Challenge: Count the lines in the data below that contain the string "tree". Reply with the number alone.

Working data:
------------

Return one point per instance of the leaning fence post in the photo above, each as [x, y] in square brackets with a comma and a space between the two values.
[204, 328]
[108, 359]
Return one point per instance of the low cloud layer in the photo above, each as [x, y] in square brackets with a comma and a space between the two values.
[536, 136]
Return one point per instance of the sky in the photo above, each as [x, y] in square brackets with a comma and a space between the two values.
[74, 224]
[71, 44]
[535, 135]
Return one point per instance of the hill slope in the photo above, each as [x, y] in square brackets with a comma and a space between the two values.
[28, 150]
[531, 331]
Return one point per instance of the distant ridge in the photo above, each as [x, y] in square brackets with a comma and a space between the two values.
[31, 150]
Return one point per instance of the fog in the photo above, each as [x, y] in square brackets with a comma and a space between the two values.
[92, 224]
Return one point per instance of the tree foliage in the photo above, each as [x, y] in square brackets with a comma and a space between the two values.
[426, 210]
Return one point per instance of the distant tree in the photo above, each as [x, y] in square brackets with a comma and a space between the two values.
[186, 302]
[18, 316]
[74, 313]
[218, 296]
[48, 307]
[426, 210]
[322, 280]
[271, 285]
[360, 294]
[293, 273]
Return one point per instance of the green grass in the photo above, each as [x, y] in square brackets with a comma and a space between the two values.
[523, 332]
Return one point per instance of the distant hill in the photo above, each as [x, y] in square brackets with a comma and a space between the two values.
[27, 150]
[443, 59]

------------

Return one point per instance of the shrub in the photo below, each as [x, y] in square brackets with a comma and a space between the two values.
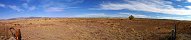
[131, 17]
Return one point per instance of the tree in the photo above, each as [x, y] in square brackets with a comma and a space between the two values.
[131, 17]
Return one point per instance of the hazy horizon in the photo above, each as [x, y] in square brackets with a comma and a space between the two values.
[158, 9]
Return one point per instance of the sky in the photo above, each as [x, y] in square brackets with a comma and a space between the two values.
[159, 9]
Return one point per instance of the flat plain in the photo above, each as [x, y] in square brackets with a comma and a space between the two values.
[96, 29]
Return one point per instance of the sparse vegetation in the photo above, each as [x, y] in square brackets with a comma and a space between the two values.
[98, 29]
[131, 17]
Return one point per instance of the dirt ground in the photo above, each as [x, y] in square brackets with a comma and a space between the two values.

------------

Result below: 3